## Dataset entries:
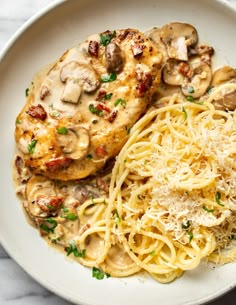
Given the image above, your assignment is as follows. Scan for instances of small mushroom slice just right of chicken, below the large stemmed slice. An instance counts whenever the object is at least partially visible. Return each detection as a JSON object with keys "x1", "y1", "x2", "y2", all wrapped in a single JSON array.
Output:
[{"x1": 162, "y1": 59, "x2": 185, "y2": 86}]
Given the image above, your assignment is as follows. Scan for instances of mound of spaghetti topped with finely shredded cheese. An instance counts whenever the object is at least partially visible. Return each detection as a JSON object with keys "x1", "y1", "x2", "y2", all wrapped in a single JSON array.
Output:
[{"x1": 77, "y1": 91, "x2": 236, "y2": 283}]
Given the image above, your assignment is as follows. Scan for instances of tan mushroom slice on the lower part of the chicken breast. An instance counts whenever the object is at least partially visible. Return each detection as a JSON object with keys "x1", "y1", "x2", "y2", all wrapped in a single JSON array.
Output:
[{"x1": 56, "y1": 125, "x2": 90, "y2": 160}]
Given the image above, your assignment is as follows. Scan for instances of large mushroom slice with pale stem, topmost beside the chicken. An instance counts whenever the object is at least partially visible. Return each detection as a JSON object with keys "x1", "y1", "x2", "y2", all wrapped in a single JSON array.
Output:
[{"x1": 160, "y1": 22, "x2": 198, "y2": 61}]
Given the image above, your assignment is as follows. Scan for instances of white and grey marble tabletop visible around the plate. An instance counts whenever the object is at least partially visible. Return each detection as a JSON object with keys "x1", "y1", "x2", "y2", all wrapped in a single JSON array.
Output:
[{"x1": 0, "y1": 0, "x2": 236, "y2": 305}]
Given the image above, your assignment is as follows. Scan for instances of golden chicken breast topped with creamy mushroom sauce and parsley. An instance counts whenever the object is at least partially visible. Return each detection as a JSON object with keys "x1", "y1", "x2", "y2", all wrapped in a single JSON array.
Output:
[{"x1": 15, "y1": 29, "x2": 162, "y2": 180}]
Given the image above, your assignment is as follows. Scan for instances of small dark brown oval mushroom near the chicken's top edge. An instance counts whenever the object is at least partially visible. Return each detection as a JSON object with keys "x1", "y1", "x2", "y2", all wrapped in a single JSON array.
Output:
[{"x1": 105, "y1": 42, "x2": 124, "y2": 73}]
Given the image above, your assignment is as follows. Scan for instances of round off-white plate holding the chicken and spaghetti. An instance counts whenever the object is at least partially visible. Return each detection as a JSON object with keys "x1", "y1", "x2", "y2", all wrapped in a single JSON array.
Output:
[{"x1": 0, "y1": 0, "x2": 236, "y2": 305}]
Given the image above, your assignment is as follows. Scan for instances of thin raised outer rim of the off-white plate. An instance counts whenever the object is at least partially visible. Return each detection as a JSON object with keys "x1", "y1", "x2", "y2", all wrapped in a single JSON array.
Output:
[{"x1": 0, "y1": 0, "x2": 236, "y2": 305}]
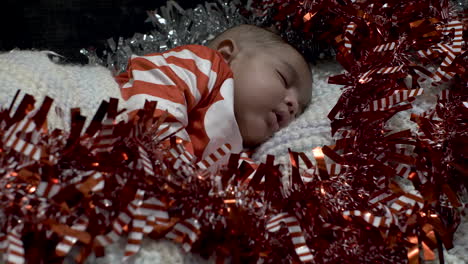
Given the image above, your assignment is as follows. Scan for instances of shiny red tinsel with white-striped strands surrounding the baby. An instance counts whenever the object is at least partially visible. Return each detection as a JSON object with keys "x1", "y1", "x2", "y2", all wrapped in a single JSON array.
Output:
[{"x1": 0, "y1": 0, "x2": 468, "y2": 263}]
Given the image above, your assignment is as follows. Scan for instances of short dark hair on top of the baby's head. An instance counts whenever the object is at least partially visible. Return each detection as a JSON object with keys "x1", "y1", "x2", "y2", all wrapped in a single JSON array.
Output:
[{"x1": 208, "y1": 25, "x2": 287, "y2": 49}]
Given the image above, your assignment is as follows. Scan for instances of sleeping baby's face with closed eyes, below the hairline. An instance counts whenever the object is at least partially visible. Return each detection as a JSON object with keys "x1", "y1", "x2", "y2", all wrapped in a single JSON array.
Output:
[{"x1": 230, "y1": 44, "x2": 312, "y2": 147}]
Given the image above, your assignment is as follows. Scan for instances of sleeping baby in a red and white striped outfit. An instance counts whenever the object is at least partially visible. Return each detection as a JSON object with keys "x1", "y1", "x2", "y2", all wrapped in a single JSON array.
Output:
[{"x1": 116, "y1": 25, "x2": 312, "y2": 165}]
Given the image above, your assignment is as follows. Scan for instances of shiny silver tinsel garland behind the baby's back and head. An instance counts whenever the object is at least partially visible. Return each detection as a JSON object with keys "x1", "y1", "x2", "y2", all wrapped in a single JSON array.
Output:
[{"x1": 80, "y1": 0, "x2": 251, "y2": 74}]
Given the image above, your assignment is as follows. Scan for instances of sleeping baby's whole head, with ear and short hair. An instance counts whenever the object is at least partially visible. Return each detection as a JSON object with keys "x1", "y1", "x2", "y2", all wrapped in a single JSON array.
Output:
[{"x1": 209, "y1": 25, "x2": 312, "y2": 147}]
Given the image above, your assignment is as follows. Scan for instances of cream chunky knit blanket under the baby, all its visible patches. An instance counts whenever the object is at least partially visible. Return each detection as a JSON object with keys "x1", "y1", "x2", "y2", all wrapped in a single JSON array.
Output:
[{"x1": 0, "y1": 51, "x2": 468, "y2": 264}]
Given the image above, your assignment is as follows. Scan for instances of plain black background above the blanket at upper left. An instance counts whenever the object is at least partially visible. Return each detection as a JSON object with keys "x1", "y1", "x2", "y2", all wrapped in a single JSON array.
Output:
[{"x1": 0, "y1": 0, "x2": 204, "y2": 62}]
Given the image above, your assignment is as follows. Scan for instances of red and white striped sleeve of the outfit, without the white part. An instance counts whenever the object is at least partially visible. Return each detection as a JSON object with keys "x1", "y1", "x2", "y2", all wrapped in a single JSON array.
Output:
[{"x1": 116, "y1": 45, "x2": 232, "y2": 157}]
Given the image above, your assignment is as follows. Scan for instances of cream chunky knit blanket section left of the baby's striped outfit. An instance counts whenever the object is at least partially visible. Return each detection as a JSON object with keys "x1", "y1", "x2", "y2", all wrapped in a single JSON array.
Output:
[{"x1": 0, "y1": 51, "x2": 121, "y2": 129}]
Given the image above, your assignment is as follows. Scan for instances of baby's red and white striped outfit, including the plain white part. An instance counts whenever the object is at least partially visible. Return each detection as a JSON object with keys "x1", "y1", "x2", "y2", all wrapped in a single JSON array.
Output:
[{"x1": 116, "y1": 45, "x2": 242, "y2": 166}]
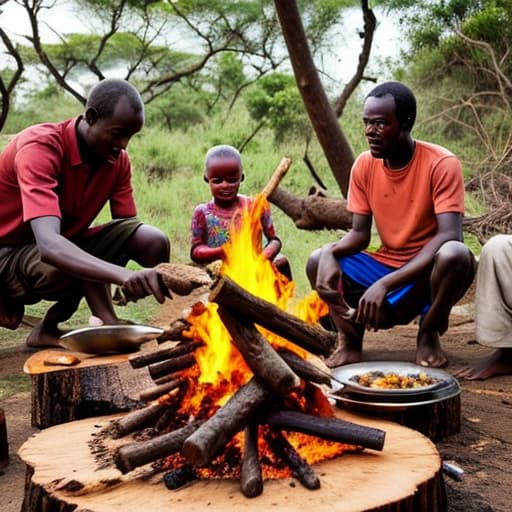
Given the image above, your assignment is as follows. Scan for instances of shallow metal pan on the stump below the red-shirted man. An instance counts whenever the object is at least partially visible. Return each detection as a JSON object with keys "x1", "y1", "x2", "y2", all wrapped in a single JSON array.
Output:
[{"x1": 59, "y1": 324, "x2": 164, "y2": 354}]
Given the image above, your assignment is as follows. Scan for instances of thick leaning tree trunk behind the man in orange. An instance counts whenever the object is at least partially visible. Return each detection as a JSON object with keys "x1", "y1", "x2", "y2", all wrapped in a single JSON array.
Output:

## Assignment:
The records above are to be copied exactly, with no pictures carried over.

## Answer section:
Given the image above, your assignment is as follows. Scan for instances of small mushroom slice just right of chicken, below the large stemmed slice. An instance counts whenever the object is at least partially visible. Return each detection as a JSON object with keys "x1", "y1", "x2", "y2", all wrapped in a single JSON array.
Output:
[{"x1": 162, "y1": 59, "x2": 185, "y2": 86}]
Given the image above, your assignment is as follows. Scan for instances of mound of spaghetti topped with finely shredded cheese. An instance counts whenever the object is at least partially visible. Return each detection as a JSON object with keys "x1", "y1", "x2", "y2", all wrapped in a single JSON array.
Output:
[{"x1": 77, "y1": 91, "x2": 236, "y2": 283}]
Given the image above, your assignment is as follows. Scan for instances of tan mushroom slice on the lower part of the chicken breast. An instance counts whenever the object is at least partially visible. Return each detection as a JSON object with keys "x1", "y1", "x2", "y2", all wrapped in a single JSON array.
Output:
[{"x1": 56, "y1": 125, "x2": 90, "y2": 160}]
Given the image above, your assignment is as follows. Scan for instances of large mushroom slice with pale stem, topmost beside the chicken. An instance counts whenever the object is at least partially visible. Return each detection as a JSON object with keys "x1", "y1", "x2", "y2", all wrapped in a single JSON array.
Output:
[{"x1": 160, "y1": 22, "x2": 198, "y2": 61}]
Given the image above, your assignment is as follows. Scan for instances of white and grey marble tabletop visible around the plate. An instance counts whenever the object is at least partially visible. Return each detection as a JSON object with keys "x1", "y1", "x2", "y2", all wrapped in a single JSON array.
Output:
[{"x1": 0, "y1": 0, "x2": 236, "y2": 305}]
Given the image above, your assignment is as follows. Scan for instances of golden chicken breast topped with creamy mushroom sauce and parsley. An instance counts whenever the object is at least partially visible. Return each detection as a JSON object with keys "x1", "y1", "x2", "y2", all wrapped in a single JSON array.
Output:
[{"x1": 15, "y1": 29, "x2": 162, "y2": 180}]
Given the image above, your assignment is as follows. Scan for instances of small dark brown oval mushroom near the chicken's top edge. An instance counts whenever the object is at least partially visible. Return each detection as a JSON object with keys "x1", "y1", "x2", "y2", all wrapped in a single JSON array.
Output:
[{"x1": 105, "y1": 42, "x2": 124, "y2": 73}]
Given the image above, your assignment is as follows. Scan for instances of round off-white plate holding the chicken and spaghetti. An instance counts whenever the object is at least partially visible. Return each detection as a JSON object with keys "x1", "y1", "x2", "y2", all wrapped in a single JSON array.
Output:
[{"x1": 0, "y1": 0, "x2": 236, "y2": 305}]
Given the image above, your assignment is as follows. Scan for instances of thin raised outer rim of the off-white plate. An instance counts whenever the object is at least partially visible. Return each detection as a JSON object with keys "x1", "y1", "x2", "y2", all wrapped in a single JSON array.
Output:
[{"x1": 0, "y1": 0, "x2": 236, "y2": 305}]
Given the image above, your assignment is as follows. Scan for instances of shiny red tinsel with white-striped strands surrounding the baby. An instance counts whenever the object is at least partially visible. Return each detection as a JSON object with keys "x1", "y1", "x2", "y2", all wrapped in a single JSON array.
Output:
[{"x1": 0, "y1": 0, "x2": 468, "y2": 263}]
Given the image above, your assignment is as follows. Scan for instances of short dark hair on top of the baby's head. An instance counts whenever the object is at least partially visible. Return each detection as a JSON object with keys "x1", "y1", "x2", "y2", all wrapped in a single JSON array.
Output:
[{"x1": 208, "y1": 25, "x2": 287, "y2": 49}]
Given the image above, your assignment is as follows. Scan for instances of sleeping baby's face with closed eyes, below the hairline. An instance counts whenever the object is at least partially visible. Return each detection as a JSON object with keys "x1", "y1", "x2", "y2", all wrapped in a single JSON array.
Output:
[{"x1": 230, "y1": 44, "x2": 312, "y2": 147}]
Given the image above, your assignment is as follows. Scan for instances of sleeping baby in a red and white striped outfit. An instance counts whenever the object is at least partially visible. Return each detection as a JSON object with keys "x1", "y1", "x2", "y2", all wrapped in a single JSON array.
Output:
[{"x1": 116, "y1": 25, "x2": 312, "y2": 165}]
Given the image above, your assignment is as follows. Scan for instances of shiny silver tinsel garland behind the baby's back and head. An instance counts whenever the object is at least partially visible. Return each detection as a JSON object with keys "x1", "y1", "x2", "y2", all wrapped in a single JSON array.
Output:
[{"x1": 80, "y1": 0, "x2": 251, "y2": 74}]
Given the image above, your assignment is as follows. Scan for instances of sleeping baby's whole head, with ear and short hair. An instance counts whenever the object is at least partially visible. Return each detection as a JSON object with keys "x1", "y1", "x2", "y2", all wrapped in a single JSON array.
Output:
[{"x1": 209, "y1": 25, "x2": 312, "y2": 147}]
Given the image above, your assignment is as follows. Scan for instances of cream chunky knit blanket under the baby, all its visible patches. An instance counts whenever the object is at least partially visible. Return each detection as a JSON object with keys "x1", "y1", "x2", "y2", all wrapped in a single JSON array.
Output:
[{"x1": 0, "y1": 51, "x2": 468, "y2": 264}]
Given the image above, your assignment is as follows. Scan for instances of plain black background above the blanket at upper left. An instance counts whenever the object is at least partially visible. Return each detection as a JSON object with keys "x1", "y1", "x2", "y2", all wrapped in a single JSON array.
Output:
[{"x1": 0, "y1": 0, "x2": 204, "y2": 62}]
Given the image above, your assignment is as follows. Scan for instances of red and white striped sleeve of the outfit, without the white part. An instance counts whenever the object is at least partially visible. Return each detection as a JSON object with keys "x1", "y1", "x2", "y2", all wrapped in a single JSON array.
Output:
[{"x1": 116, "y1": 45, "x2": 232, "y2": 157}]
Given the image above, your assignment is as follows. Scan for instances of cream chunky knit blanket section left of the baby's striped outfit. An instance counts whenever the object is at least partially visible. Return each detection as a JSON object with keys "x1", "y1", "x2", "y2", all wrapped in a single JSON array.
Output:
[{"x1": 0, "y1": 51, "x2": 121, "y2": 129}]
Given the image above, your assignment is as follows. Scan for instances of baby's red and white striped outfit, including the plain white part. An instance counts whenever the object is at least partially visible. Return each detection as a JSON object with keys "x1", "y1", "x2", "y2", all wrapped in a single JSON array.
Output:
[{"x1": 116, "y1": 45, "x2": 242, "y2": 166}]
Given the image above, your assignment is as follows. Scan for instances of shallow metal pan on the stump below the red-shirted man. An instance counts whenever the object is at least partially visible. Return each detection as a JSON object with keys "x1", "y1", "x2", "y2", all wrapped in a single JSON array.
Output:
[{"x1": 59, "y1": 324, "x2": 164, "y2": 354}]
Given the image above, your assignment is as follows. Scan for instances of thick leaning tree trunk behind the man in orange. An instance counts whenever the object is at least partially visible. Return each detection as a JSON object with keys "x1", "y1", "x2", "y2", all wrapped in a single JSON array.
Output:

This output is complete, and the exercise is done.